Copy the rows below word for word, leaving out the pictures.

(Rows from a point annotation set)
● ● ● ●
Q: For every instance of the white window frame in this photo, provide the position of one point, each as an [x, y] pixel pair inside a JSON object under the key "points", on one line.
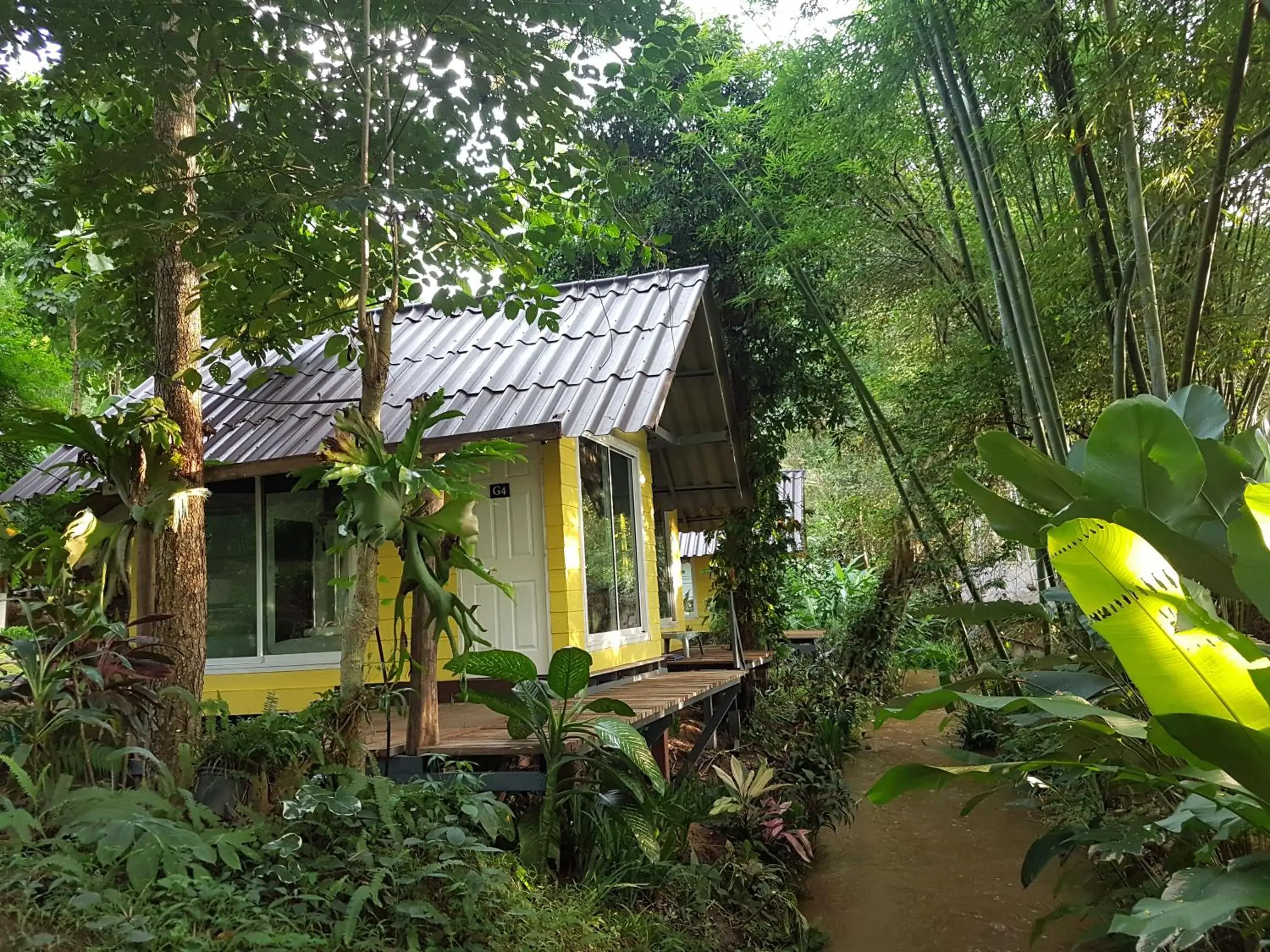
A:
{"points": [[687, 568], [675, 568], [605, 640], [261, 662]]}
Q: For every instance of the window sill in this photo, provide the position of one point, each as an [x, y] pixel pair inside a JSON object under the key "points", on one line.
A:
{"points": [[272, 663], [607, 640]]}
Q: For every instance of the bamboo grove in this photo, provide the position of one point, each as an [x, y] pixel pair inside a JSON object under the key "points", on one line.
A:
{"points": [[1010, 214]]}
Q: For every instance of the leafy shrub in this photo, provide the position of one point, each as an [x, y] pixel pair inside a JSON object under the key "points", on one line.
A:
{"points": [[827, 594], [268, 756]]}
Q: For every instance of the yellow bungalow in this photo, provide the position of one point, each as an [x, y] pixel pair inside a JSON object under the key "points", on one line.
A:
{"points": [[627, 417]]}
● ● ● ●
■ Complete response:
Q: For every instance of the white window frame in this photo, provide the position of one point, each as an [x, y] pixel pair inside a JSON object under the key "points", on one line.
A:
{"points": [[687, 568], [675, 568], [605, 640], [261, 662]]}
Q: For every instance of the window sill in this photo, provide the position of one point, each as an [x, y] pixel pair inside a JSON object under the key "points", on one line.
A:
{"points": [[272, 663], [607, 640]]}
Q: For every instance of the bamboo grove in this photo, provide the position of one point, each as an [x, y] pixel pair inside a JSON object under the key "points", on one line.
A:
{"points": [[1010, 214]]}
Q: For every instance of the leafy shrub in this photo, provide the position of one point, each as an [x, y] pixel pair inside a JSON object under the key "points", on one line.
A:
{"points": [[827, 594], [268, 756]]}
Q: For every instance of the yellow bungalow in this photo, provide the position of one point, each as an [x, y] pixel pair inside a JSON object under the key "points", on one line.
A:
{"points": [[627, 417]]}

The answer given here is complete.